begin RECORD EXCERPTS
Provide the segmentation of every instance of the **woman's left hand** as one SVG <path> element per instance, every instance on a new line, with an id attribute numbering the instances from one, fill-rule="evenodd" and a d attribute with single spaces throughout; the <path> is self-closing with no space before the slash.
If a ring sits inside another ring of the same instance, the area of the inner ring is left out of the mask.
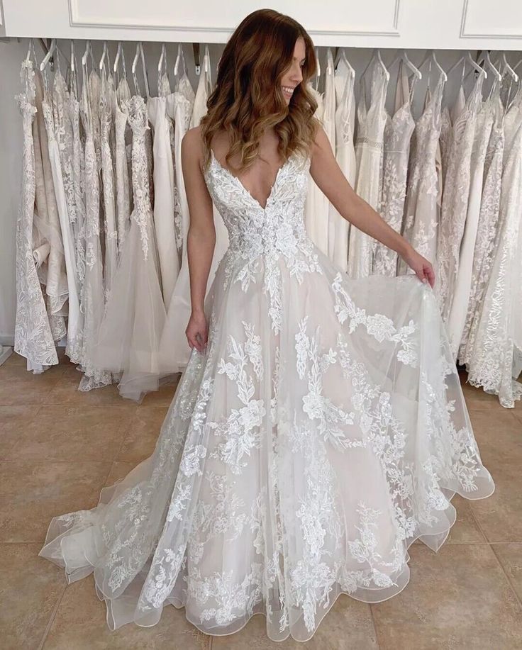
<path id="1" fill-rule="evenodd" d="M 423 282 L 429 282 L 433 289 L 435 285 L 435 271 L 431 262 L 411 247 L 401 257 L 408 266 L 413 269 L 418 279 Z"/>

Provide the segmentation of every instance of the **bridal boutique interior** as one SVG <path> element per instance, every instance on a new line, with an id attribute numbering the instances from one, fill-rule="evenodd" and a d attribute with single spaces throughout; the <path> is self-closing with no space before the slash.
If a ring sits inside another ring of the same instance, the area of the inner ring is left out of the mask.
<path id="1" fill-rule="evenodd" d="M 313 13 L 309 25 L 291 3 L 278 7 L 302 19 L 317 44 L 309 89 L 343 172 L 433 264 L 496 485 L 484 503 L 455 498 L 458 519 L 438 554 L 412 547 L 404 593 L 375 605 L 341 596 L 309 647 L 522 644 L 522 14 L 500 4 L 509 28 L 491 27 L 484 3 L 465 2 L 451 14 L 455 37 L 422 33 L 408 3 L 374 3 L 388 28 L 363 12 L 370 27 L 358 33 L 325 28 Z M 7 647 L 70 648 L 71 639 L 75 649 L 275 646 L 262 617 L 210 637 L 174 607 L 153 628 L 110 633 L 88 581 L 66 587 L 36 556 L 51 516 L 94 505 L 101 487 L 150 455 L 187 362 L 181 141 L 206 112 L 226 40 L 220 30 L 246 11 L 224 27 L 209 18 L 196 39 L 187 26 L 167 38 L 139 11 L 113 25 L 92 9 L 99 23 L 81 2 L 67 24 L 22 28 L 11 4 L 0 42 Z M 62 17 L 60 3 L 51 4 Z M 313 181 L 306 201 L 308 234 L 350 277 L 408 272 Z M 214 223 L 209 288 L 228 243 L 216 210 Z"/>

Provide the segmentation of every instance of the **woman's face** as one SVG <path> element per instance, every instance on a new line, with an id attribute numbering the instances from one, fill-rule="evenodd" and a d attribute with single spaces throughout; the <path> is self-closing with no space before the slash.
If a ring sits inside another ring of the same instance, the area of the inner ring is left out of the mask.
end RECORD EXCERPTS
Copy the material above word for word, from the first line through the last, leaving out the pictures.

THE SOLUTION:
Provide the segmentation of every instance of the **woman's left hand** as one SVG <path> element per instance, every instance on a new line, with an id attribute numbering the instances from one, fill-rule="evenodd" and a d attribute with single spaces throughout; the <path> is self-closing with no space before the slash.
If a ring sits inside another ring of the same instance, the area of the inner ring is left out of the mask.
<path id="1" fill-rule="evenodd" d="M 423 282 L 429 282 L 433 289 L 435 285 L 435 271 L 431 262 L 411 247 L 401 257 L 408 266 L 413 269 L 418 279 Z"/>

Provide the segmentation of every instance of the **bridal boutique interior** as one SVG <path> element per instance, every instance on a new line, with an id attribute numbering the instances from one, fill-rule="evenodd" and a d attribute with single spaces throughout; the <path> is self-closing with no space before the slash.
If a ring sits inside another ring of the same instance, the area of the inner ring is left out of the mask.
<path id="1" fill-rule="evenodd" d="M 313 13 L 309 25 L 291 3 L 278 7 L 302 19 L 317 44 L 309 89 L 343 172 L 433 264 L 496 485 L 484 503 L 455 498 L 458 519 L 438 554 L 412 547 L 404 593 L 375 605 L 341 596 L 309 647 L 522 644 L 522 14 L 500 4 L 509 28 L 491 27 L 484 3 L 465 2 L 451 14 L 455 37 L 422 33 L 408 3 L 374 3 L 388 28 L 363 12 L 370 27 L 358 33 L 325 28 Z M 7 647 L 70 648 L 71 639 L 75 649 L 275 646 L 262 617 L 210 637 L 174 607 L 153 628 L 110 633 L 88 581 L 66 587 L 36 556 L 51 516 L 94 505 L 101 487 L 150 455 L 187 362 L 181 141 L 206 112 L 226 40 L 220 30 L 246 11 L 224 27 L 209 18 L 196 39 L 187 26 L 167 38 L 139 11 L 113 25 L 92 9 L 99 23 L 81 2 L 67 24 L 22 28 L 11 4 L 0 42 Z M 62 17 L 60 3 L 51 4 Z M 313 181 L 306 201 L 308 234 L 350 277 L 408 272 Z M 214 223 L 209 288 L 228 243 L 216 210 Z"/>

Provide the segmentation of every instance of the **woman's face** as one SVG <path> element per instance, every instance on a new line, with an id attribute numbering the instances from one, fill-rule="evenodd" and a d attribute with single spaces throughout; the <path> is self-closing with no space before the slash.
If a ring sits inside another ring of the same instance, the area of the inner ring is left out of the mask.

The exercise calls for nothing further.